- [WHAT THE EXERCISE ASKS]: Rewrite all of the data below, replacing every occurrence of "pixel location" with "pixel coordinates" and leaving everything else unchanged. Leave the pictures out of your answer.

------ RECORDS PROVIDED ------

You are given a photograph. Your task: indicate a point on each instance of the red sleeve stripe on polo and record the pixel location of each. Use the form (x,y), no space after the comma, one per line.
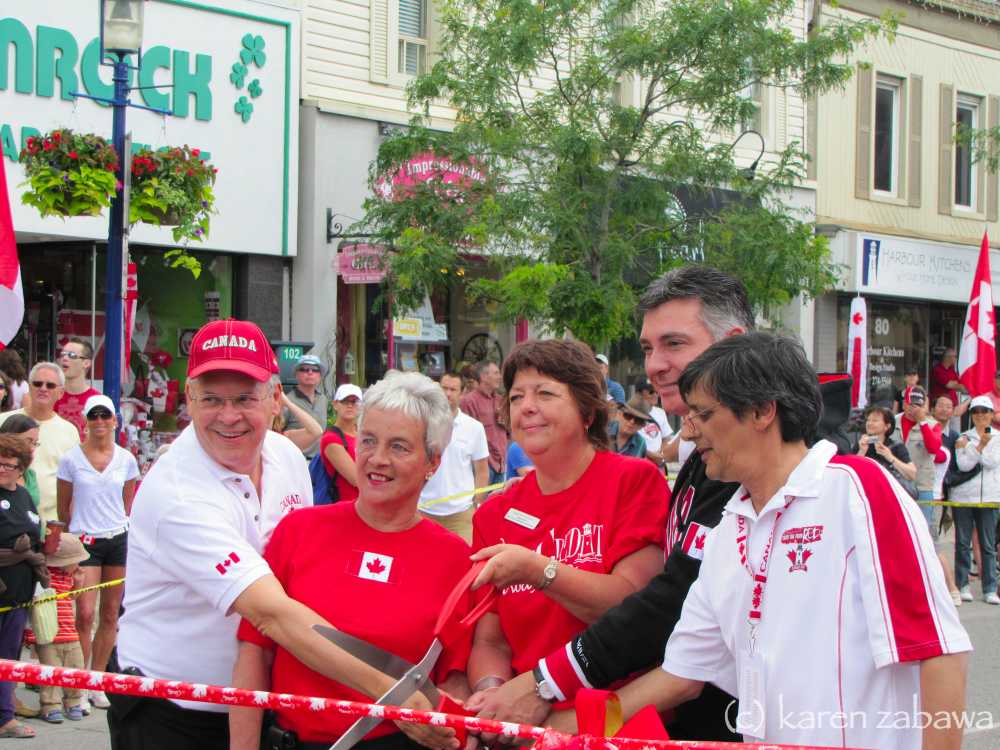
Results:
(562,672)
(913,627)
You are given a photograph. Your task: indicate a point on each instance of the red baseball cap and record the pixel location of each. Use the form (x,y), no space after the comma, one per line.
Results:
(232,346)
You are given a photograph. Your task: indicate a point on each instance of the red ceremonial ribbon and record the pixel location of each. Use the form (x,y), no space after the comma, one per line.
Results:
(149,687)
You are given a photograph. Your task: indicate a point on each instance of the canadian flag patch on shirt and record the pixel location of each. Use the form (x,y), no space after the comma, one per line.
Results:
(694,541)
(231,559)
(372,566)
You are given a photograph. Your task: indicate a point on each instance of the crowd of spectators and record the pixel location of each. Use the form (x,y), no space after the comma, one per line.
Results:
(543,472)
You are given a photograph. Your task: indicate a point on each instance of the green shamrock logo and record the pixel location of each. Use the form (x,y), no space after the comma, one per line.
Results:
(244,108)
(253,50)
(238,75)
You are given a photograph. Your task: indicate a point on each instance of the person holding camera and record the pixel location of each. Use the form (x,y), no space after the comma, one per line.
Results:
(878,445)
(977,448)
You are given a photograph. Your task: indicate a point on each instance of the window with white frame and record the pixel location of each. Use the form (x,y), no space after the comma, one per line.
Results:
(888,104)
(412,36)
(966,118)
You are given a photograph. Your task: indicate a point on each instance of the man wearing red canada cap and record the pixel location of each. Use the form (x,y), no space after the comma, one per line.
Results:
(199,525)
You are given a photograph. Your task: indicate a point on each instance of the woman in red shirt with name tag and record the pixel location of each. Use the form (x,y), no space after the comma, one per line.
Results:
(574,537)
(373,568)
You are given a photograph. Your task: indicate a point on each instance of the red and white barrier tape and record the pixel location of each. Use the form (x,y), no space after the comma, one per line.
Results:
(149,687)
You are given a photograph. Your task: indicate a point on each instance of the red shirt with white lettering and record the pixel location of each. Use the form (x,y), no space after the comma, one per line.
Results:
(616,508)
(70,407)
(385,588)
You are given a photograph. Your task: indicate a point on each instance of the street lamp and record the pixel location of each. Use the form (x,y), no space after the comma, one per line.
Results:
(121,36)
(121,29)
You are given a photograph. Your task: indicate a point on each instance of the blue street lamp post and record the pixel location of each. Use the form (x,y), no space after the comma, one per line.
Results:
(121,36)
(113,272)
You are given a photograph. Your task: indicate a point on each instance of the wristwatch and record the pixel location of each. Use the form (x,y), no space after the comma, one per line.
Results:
(542,688)
(548,574)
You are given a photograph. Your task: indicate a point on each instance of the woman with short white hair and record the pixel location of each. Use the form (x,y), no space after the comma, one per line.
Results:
(374,568)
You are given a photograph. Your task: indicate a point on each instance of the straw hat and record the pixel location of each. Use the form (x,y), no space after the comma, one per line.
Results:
(70,552)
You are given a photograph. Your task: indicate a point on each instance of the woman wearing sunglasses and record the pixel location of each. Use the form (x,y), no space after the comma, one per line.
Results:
(96,485)
(630,418)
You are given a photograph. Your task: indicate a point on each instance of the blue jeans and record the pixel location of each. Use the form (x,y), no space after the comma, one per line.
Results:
(11,632)
(985,522)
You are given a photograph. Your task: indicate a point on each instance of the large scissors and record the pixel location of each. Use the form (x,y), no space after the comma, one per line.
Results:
(411,678)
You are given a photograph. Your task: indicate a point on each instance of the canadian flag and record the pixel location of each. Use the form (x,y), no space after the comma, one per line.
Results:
(977,363)
(372,566)
(231,559)
(131,296)
(857,352)
(11,292)
(693,544)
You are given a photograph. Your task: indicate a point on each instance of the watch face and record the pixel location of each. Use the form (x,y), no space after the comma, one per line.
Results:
(545,691)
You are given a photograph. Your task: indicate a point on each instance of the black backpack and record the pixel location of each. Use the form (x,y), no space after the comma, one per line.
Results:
(325,490)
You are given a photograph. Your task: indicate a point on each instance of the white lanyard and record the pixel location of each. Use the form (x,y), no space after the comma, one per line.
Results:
(759,579)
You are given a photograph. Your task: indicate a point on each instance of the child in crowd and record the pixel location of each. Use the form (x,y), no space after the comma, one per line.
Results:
(65,650)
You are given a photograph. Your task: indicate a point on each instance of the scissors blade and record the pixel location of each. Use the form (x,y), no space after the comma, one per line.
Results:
(416,678)
(382,660)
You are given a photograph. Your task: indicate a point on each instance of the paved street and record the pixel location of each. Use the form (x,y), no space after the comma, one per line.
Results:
(981,620)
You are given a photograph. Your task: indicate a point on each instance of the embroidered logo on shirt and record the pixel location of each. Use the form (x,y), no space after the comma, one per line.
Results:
(223,567)
(375,567)
(694,541)
(800,537)
(291,502)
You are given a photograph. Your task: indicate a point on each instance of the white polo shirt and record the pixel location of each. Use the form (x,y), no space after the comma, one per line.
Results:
(195,542)
(98,504)
(455,474)
(854,599)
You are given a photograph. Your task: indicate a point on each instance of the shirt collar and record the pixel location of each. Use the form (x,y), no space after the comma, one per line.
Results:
(804,483)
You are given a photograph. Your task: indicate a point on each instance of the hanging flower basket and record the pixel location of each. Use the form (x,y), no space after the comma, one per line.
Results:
(173,187)
(69,174)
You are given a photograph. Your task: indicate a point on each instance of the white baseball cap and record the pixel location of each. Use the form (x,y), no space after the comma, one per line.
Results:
(982,402)
(346,390)
(101,400)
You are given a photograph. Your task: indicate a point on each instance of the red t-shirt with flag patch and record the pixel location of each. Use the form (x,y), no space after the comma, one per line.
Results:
(385,588)
(616,508)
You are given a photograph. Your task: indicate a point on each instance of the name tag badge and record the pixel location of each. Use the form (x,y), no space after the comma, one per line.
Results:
(521,518)
(753,710)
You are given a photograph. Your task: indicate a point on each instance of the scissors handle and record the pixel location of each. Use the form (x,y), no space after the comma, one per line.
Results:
(448,630)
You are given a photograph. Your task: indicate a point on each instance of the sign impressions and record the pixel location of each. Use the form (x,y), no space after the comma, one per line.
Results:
(361,264)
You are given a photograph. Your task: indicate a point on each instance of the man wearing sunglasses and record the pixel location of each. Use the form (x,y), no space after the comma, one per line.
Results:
(309,372)
(75,359)
(56,436)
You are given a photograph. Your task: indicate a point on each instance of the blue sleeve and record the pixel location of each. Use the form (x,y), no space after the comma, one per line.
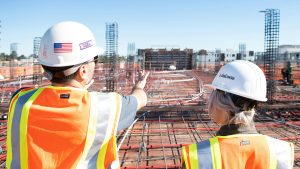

------

- [FULL RESPONSE]:
You are given a photograph. Your task: indicate a point on each instance of the red sleeve stripe on polo and record the pixel coordinates of each. Use the form (x,y), no space after the comma, one per line.
Results:
(562,672)
(913,627)
You are given a photograph. Your task: indicate a point on each instance of the red baseball cap and record the pixel coordinates of each. Use the form (x,y), no space after the comma, one per line.
Results:
(232,346)
You are given a photograph. Your task: indicate a point on each instance of the red ceremonial ribbon and record the pixel coordinates of each. Use the form (x,y), no space after the comma, one per line.
Results:
(149,687)
You are given a photograph. Your task: indicate a point on each instance of the canadian flag patch on shirt and record the pixel coordinates of each. Use the form (x,y), no space after the comma, one per line.
Results:
(694,541)
(231,559)
(372,566)
You are given a photograph. Your task: indicate a point on each instance of the crowd of spectators and record the pixel coordinates of each. Use the form (x,y), no space after the comma, one per line.
Results:
(543,472)
You are given a photograph. Your task: indicate a point on each instance of the green shamrock logo and record the pixel coordinates of each. Use the form (x,y), no space after the comma, one per line.
Results:
(244,108)
(253,50)
(238,75)
You are given a photograph. Your task: indicate a point on each instance of the person holding camera and record the pixel coordinates of each. Use the form (x,y), no space after the comma, one per line.
Results:
(878,445)
(977,448)
You are given a photograph. Your task: indicate a point on each instance of the window with white frame and record the pixel coordinates of each. Use the form (x,y), no space after the comma, one per line.
Results:
(888,104)
(412,36)
(966,118)
You are given a photograph. Your task: indicate a point on each instance of the man wearing red canada cap and record the pixel coordinates of each. Use the form (x,y), no space after the comma, one per line.
Results:
(199,525)
You are given a photograph. Your task: indicate a point on each instance of the woman in red shirt with name tag and record the pixel coordinates of each. Use the form (x,y), no space after the comma, one per line.
Results:
(574,537)
(373,568)
You are given a photograph. Your task: indicate a point on each instance of the red and white barrier tape and record the pixel coordinates of each. Use the form (x,y), no space after the comma, one per line.
Results:
(149,687)
You are given a photograph. Your task: indicate a point on each instance of the red shirt with white lettering and record the pixel coordinates of each. Use the form (x,y), no space after the comma, one per line.
Results:
(616,508)
(70,407)
(385,588)
You are given a photograph. Your task: indicate a point on each instance of the street lamp and record the pixel coordinates of each. Use the form (x,y), no space after the comma, one per line.
Results:
(121,36)
(121,29)
You are given a photograph. Your task: indicate a point on each instance of the blue street lamp post and record the pixel coordinates of each. Use the form (x,y), no space after the comma, one per line.
Results:
(121,36)
(113,272)
You are given a photograph. Your task: indicate a point on each instance of the wristwatch and record the pixel coordinates of each. Use the form (x,y), no space after the comma, one per line.
Results:
(542,688)
(548,574)
You are given a photograph. Your task: indicate a point on each instance of the woman with short white hair and record the pixel coordinates of each. Use the form (x,y), no space after the comma, one per line.
Results:
(374,568)
You are given a photograph. Your task: indicate a point on each instance of the straw hat and record the pixel coordinates of each. Use the form (x,y), no space after the comma, one per line.
Results:
(70,552)
You are given a photograph. Your task: indicate a point on each instance of the woman wearing sunglasses and record the pixel coordinates of each. Use the form (x,y), no space after the comma, one per line.
Results:
(96,485)
(630,418)
You are given a photograph. Your task: indicate a point on each instance of the blue jeans and record the pixel coordinates of each. Use the form (x,y), no space after the comma, one per line.
Results:
(11,632)
(985,522)
You are given a photograph. Your task: indicate a point on each instance of the large scissors and record the pixel coordinates of each. Use the form (x,y), no space after the comma, one per line.
Results:
(411,678)
You are given a photograph. Your task: indicate a point on each instance of the canadian flag and record the pixel coordinates of each. Use the form (x,y), no space after the comma, one per line.
Results:
(977,363)
(372,566)
(231,559)
(131,296)
(857,352)
(11,292)
(693,544)
You are given a photograph. Your task: indicate a point on each instance of the watch face and record the pixel coordinates of each. Use the form (x,y), no space after the comma, one per line.
Results:
(545,691)
You are given a photograph. Your task: indicate a point on each instance of the black backpack and record the pixel coordinates of each. Use the form (x,y), no space after the comma, one per line.
Results:
(325,490)
You are given a photograph. Your task: indicate a point on each instance of the white lanyard and record the pixel coordinates of each. Use the form (x,y), no space after the comma, one per line.
Results:
(759,579)
You are given a photograph. Your task: indicate a point on each instance of the child in crowd and record the pixel coordinates of each. Use the form (x,y), no space after the comma, one per line.
Results:
(65,650)
You are given a photograph. Your task: indicate a point on each instance of the scissors blade and record the pixel coordinates of each. Use the form (x,y), no space after the comma, one per line.
Results:
(416,678)
(382,660)
You are given a photograph. Your task: indicate a point on each instance of the paved street and record the pixel coordinates of each. Use the form (x,y), no space after the comma, one per line.
Results:
(981,620)
You are given a photograph. Your task: indicate a point on each instance of the embroidered logo on shirt and record the pixel coordinates of each. Use the form (x,y), no space after the comma, one per line.
Results:
(223,567)
(375,567)
(694,541)
(800,537)
(291,502)
You are given a photograph. Your task: indicate a point on each instance of the white polo shirt and record the pixel coordinates of each. Use the form (x,y), no space after the comma, one per line.
Results:
(195,542)
(98,504)
(455,474)
(854,599)
You are given a photograph. Your task: indicate a point on each instance of the shirt collar and record the pixel coordinates of each. Use the form (x,y), no space after the comma, one per line.
Results:
(804,483)
You are given a photograph. Your task: indicate a point on each instance of the hanging flower basket and record the pixel coordinates of each. Use the form (x,y), no space after the comma, one per line.
Results:
(173,187)
(69,174)
You are given a photograph. Your task: indicate a point on each instance of the white baseball cap and record the pixel coordinates of each. Use the form (x,y), no space after the comma, one per line.
Results:
(982,402)
(346,390)
(101,400)
You are given a photograph. Your task: indicate a point on each instance of the red t-shirt with flag patch and record the pixel coordinates of each. Use the form (x,y), no space after the comma, one per line.
Results:
(385,588)
(616,508)
You are given a photograph. Your task: indicate a point on each instance of the name tag badge and record the pixel coordinates of each. Use the form (x,y), no space after the comma, one per line.
Results:
(521,518)
(753,710)
You are given a photograph. Your task: indicate a point on each instance of the scissors handle and record the pixel coordinates of each. Use the form (x,y), no space after the comma, one per line.
Results:
(448,630)
You are given a photograph. Your task: indicate a point on each instance of the sign impressions and record the pixel coordinates of each. Use the form (x,y), no space after the comma, one per line.
Results:
(361,264)
You are given a photograph. Your task: indicate a point on each instance of the man wearing sunglasses and record the pixel coordinates of each. Use the form (x,y), no space after the comma, one per line.
Results:
(309,372)
(75,359)
(56,436)
You are given a photograph. Your task: indicate a point on each instance of the blue sleeve and record the pixel coordinates of each. Use the form (x,y), no space after the comma, one per line.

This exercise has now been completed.